⟨

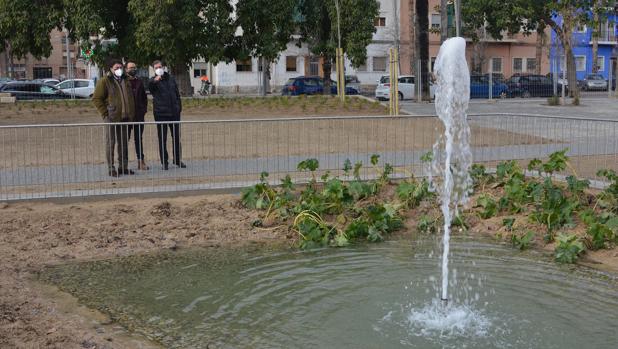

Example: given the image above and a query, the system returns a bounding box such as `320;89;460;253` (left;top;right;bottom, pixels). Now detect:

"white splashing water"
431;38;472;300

⟩
⟨

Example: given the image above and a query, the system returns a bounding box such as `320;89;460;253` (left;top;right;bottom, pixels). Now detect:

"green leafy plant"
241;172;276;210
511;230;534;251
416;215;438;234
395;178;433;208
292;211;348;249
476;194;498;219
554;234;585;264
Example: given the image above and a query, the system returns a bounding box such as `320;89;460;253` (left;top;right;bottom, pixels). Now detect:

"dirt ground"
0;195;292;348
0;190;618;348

⟩
⟨

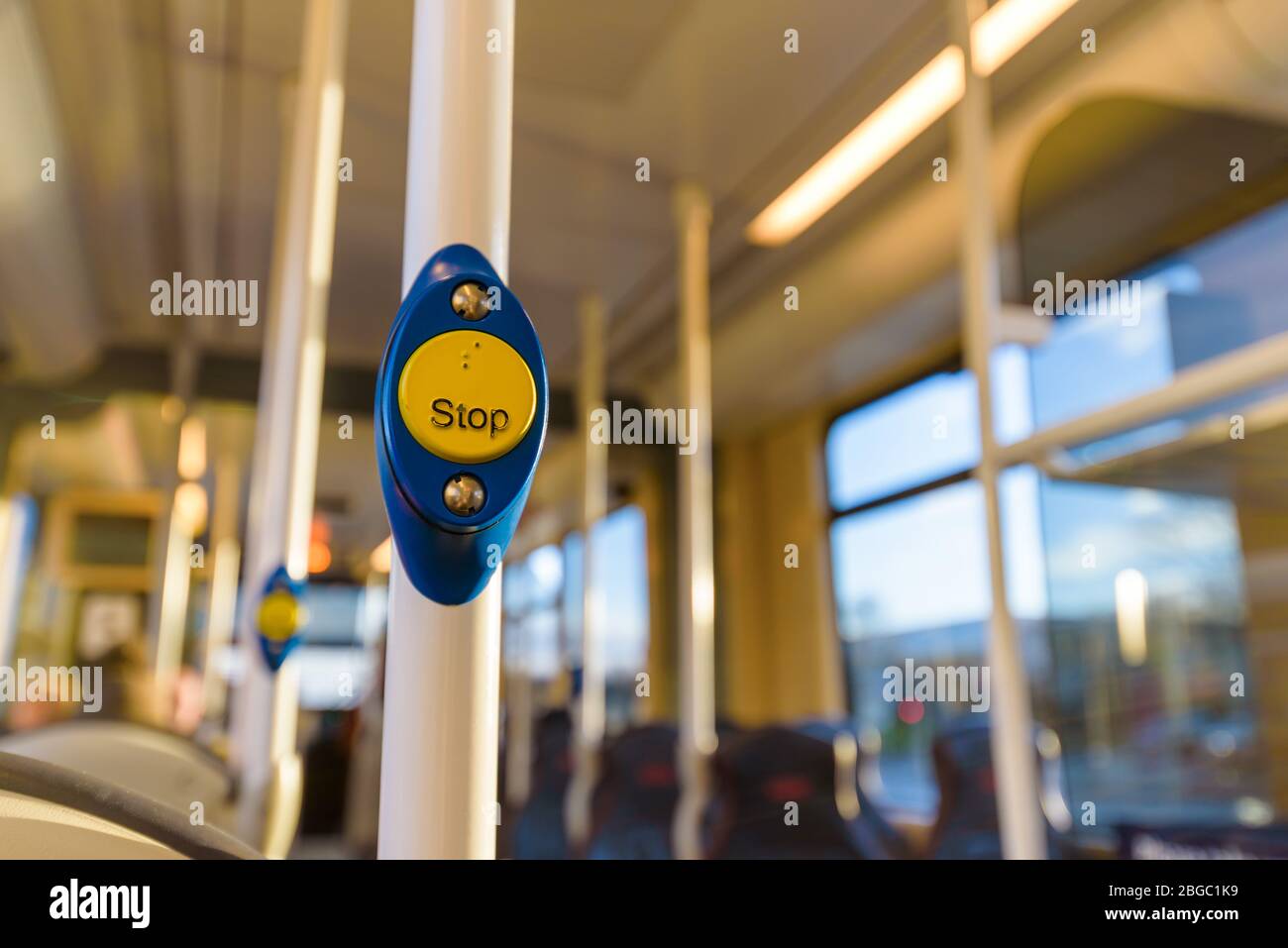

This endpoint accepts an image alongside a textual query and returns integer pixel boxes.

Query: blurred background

⟩

EXERCISE PROMPT
Rewrite the entries starting with the line containing "This endpoint accepts" and going on through the line containing "Query: blurred background", putting "text prompt" in place of "textual query" and keeping everything else the same.

FINAL ANSWER
This endpoint accepts an image alongside a text prompt and returns integer pixel boxes.

Query: blurred background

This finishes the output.